- **抜粋**:
+ + +

阪神が今季で3年契約の2年目を終える矢野燿大監督(51)の手腕を高く評価していることが12日、分かった。開幕から大きく出遅れ、9月にはチームに新型コロナウイルスへの集団感染があったが47勝44敗5分けでリーグ2位。藤原崇起オーナー(68)=阪神電鉄会長=は「その時その時のセカンドベストを貫いている」と明かした。
総帥は困難な状況をなんとかして乗り越え、貯金生活をキープする矢野監督を高く評価していた。最近ではコロナ禍に選手の内規違反。藤原オーナーは言葉を選びながらも2年目の矢野阪神を客観的に評価していた。
「矢野監督は最初からそうですけど…いろんな場面が起こります。チームで仕事をしているんですけど、全員順調にいくわけではない。いろんなアクシデントがある。その時その時のセカンドベストを貫いていると思います。だからそういう中で選手もしっかりと監督の思いに応えるように頑張ってほしいと思います」
年俸2億7000万円のボーアを含む史上初の外国人8人態勢で開幕を迎えたが、スタートダッシュに失敗。開幕後の5連続ビジターは4勝10敗と大き負け越したが、甲子園に戻ってから巻き返した。

+ + +

- **提供項目**:
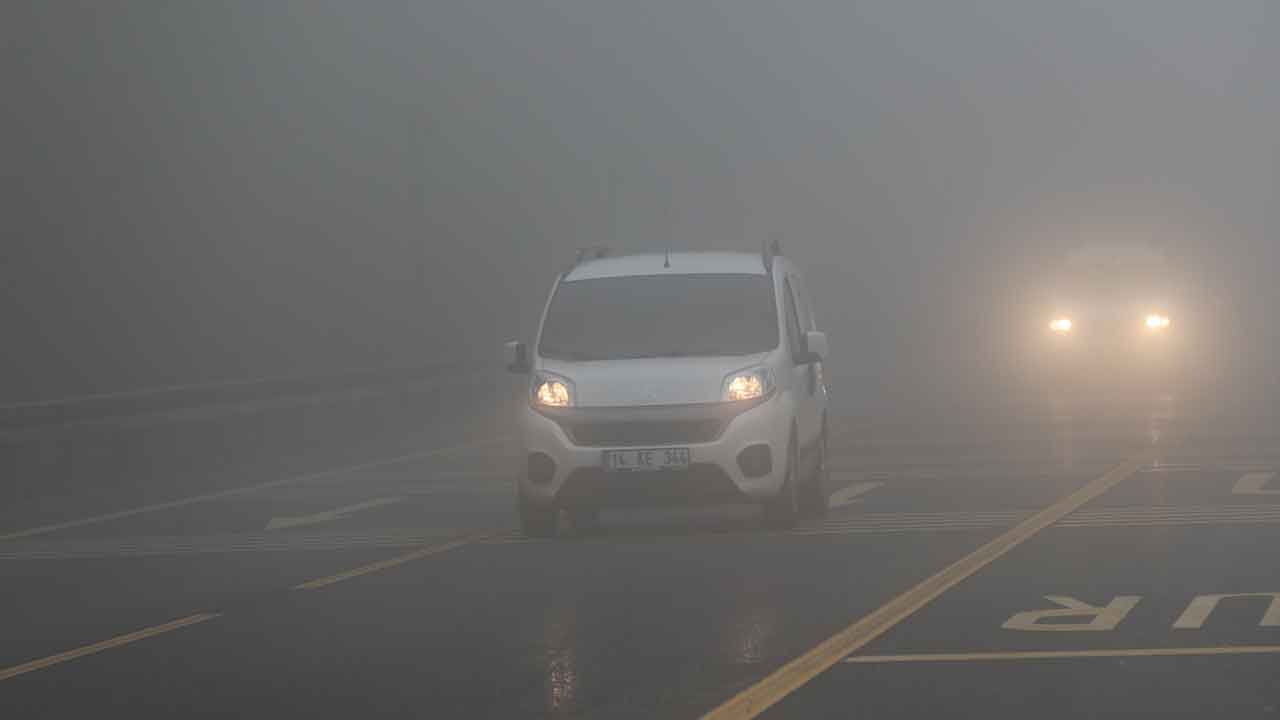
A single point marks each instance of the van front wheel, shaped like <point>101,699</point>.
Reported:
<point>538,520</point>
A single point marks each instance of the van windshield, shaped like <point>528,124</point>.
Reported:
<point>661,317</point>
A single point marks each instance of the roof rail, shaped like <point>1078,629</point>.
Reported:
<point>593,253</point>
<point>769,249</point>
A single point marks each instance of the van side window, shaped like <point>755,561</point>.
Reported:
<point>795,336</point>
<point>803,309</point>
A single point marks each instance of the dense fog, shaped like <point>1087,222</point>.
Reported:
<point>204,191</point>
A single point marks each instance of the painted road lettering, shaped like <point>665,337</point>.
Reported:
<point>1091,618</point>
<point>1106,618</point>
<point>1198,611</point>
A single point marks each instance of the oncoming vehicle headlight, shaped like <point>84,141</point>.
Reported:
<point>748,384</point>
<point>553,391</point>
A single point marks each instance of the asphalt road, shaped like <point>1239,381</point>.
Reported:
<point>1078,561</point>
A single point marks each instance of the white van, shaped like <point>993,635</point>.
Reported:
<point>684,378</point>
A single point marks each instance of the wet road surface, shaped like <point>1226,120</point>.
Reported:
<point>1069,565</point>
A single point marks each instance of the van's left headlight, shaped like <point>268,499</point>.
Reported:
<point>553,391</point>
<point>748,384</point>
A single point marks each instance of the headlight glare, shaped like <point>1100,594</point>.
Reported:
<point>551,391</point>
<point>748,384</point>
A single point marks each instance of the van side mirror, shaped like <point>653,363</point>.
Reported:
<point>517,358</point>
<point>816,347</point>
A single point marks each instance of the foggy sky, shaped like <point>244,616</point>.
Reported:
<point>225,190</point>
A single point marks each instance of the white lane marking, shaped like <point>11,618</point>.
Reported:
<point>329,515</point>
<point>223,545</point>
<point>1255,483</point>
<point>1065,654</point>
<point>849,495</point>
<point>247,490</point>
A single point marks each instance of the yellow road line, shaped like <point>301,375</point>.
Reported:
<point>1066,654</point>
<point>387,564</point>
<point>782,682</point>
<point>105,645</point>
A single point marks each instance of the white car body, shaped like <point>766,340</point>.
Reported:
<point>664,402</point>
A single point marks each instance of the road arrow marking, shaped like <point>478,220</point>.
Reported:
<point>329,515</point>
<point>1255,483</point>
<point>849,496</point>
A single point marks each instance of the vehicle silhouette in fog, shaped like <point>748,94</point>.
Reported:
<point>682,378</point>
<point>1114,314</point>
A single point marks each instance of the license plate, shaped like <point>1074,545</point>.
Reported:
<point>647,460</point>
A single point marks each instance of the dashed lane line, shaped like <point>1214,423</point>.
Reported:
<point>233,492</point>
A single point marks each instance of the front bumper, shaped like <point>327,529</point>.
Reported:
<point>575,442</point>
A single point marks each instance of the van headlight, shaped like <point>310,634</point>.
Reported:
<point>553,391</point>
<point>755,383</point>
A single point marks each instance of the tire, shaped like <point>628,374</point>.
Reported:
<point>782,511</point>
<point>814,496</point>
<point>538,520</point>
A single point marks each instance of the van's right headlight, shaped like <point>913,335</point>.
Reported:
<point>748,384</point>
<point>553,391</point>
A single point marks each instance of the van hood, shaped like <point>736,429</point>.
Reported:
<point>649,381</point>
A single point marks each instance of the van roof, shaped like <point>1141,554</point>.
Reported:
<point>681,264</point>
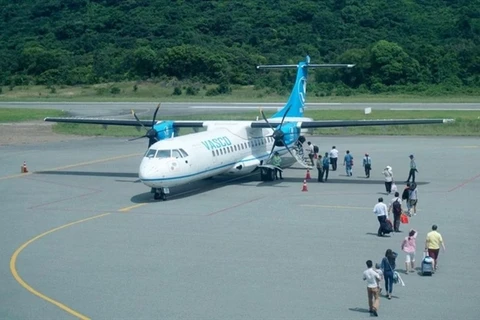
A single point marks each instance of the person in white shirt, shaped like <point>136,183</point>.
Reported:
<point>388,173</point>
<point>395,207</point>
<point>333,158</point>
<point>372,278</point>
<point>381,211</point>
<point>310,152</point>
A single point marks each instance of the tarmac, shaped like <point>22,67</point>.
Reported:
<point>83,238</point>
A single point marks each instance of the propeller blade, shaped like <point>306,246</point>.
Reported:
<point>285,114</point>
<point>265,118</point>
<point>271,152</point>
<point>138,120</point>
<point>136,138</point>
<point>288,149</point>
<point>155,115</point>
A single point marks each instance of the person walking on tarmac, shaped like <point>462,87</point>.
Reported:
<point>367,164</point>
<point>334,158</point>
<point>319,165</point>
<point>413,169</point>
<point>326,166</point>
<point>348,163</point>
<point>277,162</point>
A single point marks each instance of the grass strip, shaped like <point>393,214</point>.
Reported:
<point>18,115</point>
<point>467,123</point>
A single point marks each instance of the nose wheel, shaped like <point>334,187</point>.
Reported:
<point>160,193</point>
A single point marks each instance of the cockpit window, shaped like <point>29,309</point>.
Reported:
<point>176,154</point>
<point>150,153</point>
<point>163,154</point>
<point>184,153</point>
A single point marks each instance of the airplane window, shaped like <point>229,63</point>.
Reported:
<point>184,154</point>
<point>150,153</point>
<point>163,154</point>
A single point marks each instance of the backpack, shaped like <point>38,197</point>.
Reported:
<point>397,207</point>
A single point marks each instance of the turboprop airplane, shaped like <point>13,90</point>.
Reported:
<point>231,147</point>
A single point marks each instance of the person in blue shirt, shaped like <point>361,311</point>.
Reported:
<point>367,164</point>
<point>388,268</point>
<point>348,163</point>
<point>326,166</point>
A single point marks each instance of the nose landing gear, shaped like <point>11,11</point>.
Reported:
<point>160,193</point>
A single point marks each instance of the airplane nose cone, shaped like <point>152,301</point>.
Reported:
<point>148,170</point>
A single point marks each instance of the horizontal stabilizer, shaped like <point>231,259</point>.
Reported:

+ + +

- **指示 A**:
阪神の矢野監督についての抜粋を読んで、次の問いに答えてください。
(i) 矢野監督は何年契約で、今季は何年目ですか。
(ii) 藤原オーナーは、矢野監督が何を貫いていると言っていますか。
(iii) 開幕のとき、外国人選手は何人いましたか。
- **指示 B**: 阪神の矢野監督についての抜粋の続きを書いてください。

- **解答 A**:
(i) 3年契約で、今季は2年目です。
(ii) 「その時その時のセカンドベスト」です。
(iii) 8人です。

- **解答 B**:
9月25日には、5選手の新型コロナウイルス感染が確認された影響で一度に10人が出場選手登録を外れたが、そこからの15試合を7勝7敗1分けで乗り切った。4年目の大山は25本塁打を放ち、岡本(巨人)と並んで本塁打王争いトップタイ。2年目小幡の成長や、リリーフに転じて160キロを連発する藤浪の復調など、苦境の中、大きな飛躍や復活へのキッカケをつかむ選手も出てきた。
「コロナに対する対策も出ているようですけど、しっかりとその中でどんな役割をするんだとの自覚のもとに自分をどういう律し方をするかよく考えて、チーム全体、球団全体が頑張ってもらいたい。ファンのために頑張ってもらいたいと思っています」と選手にもハッパをかけた。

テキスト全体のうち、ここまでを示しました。